EXERCISE REQUIREMENTS: Each entry below should be restated word for word, without any picture it contains.
--- DATA SUPPLIED Enclosed Below ---
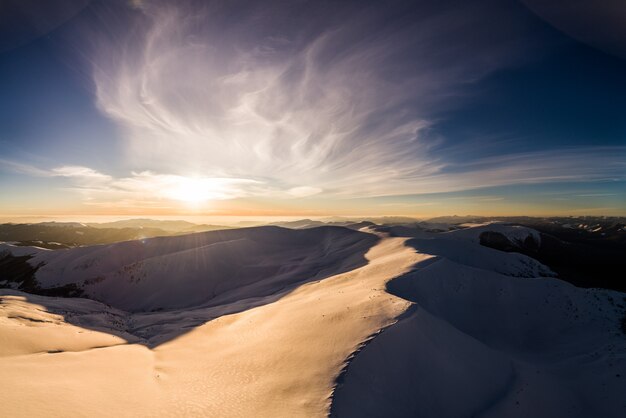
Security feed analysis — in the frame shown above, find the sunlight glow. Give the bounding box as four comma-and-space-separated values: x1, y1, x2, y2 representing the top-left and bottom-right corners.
165, 177, 226, 203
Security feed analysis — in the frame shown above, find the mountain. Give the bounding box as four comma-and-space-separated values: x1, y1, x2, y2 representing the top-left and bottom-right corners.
0, 223, 173, 247
0, 221, 232, 249
1, 223, 624, 417
424, 215, 485, 224
0, 226, 376, 312
321, 216, 422, 224
332, 253, 625, 417
269, 219, 376, 230
86, 218, 231, 233
38, 221, 88, 228
269, 219, 328, 229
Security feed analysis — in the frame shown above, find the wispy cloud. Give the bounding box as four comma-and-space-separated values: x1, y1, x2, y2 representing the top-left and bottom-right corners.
575, 193, 618, 197
2, 144, 624, 209
52, 166, 112, 180
0, 161, 264, 207
88, 0, 551, 199
60, 169, 265, 206
0, 158, 51, 177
--- End of Enclosed DATA SUPPLIED ---
ANSWER TO THE EXERCISE:
Security feed analysis — in the frame shown above, find the sunlight glow. Give the bounding box as four comma-and-space-separated values: x1, y1, x2, y2 representing the top-left and bottom-right corners.
165, 177, 226, 203
Security feed analysis — in the frame shown above, find the mountain. Give the bounding box as four comma-and-space-separated values: x1, y1, x2, y2 representing the top-left and bottom-right corners.
0, 223, 173, 247
0, 221, 232, 249
1, 223, 624, 417
424, 215, 485, 224
0, 226, 376, 312
321, 216, 422, 224
332, 253, 625, 417
269, 219, 376, 230
86, 218, 231, 233
38, 221, 88, 228
269, 219, 328, 229
Security feed analysis — in the frame shown above, find the wispy cloud. Give the bounding box as four comma-and-space-separated values: x1, y1, x2, y2 representing the top-left and bottom-right corners.
575, 193, 618, 197
2, 144, 624, 209
52, 166, 112, 180
0, 161, 264, 207
88, 0, 551, 199
60, 169, 265, 206
0, 158, 51, 177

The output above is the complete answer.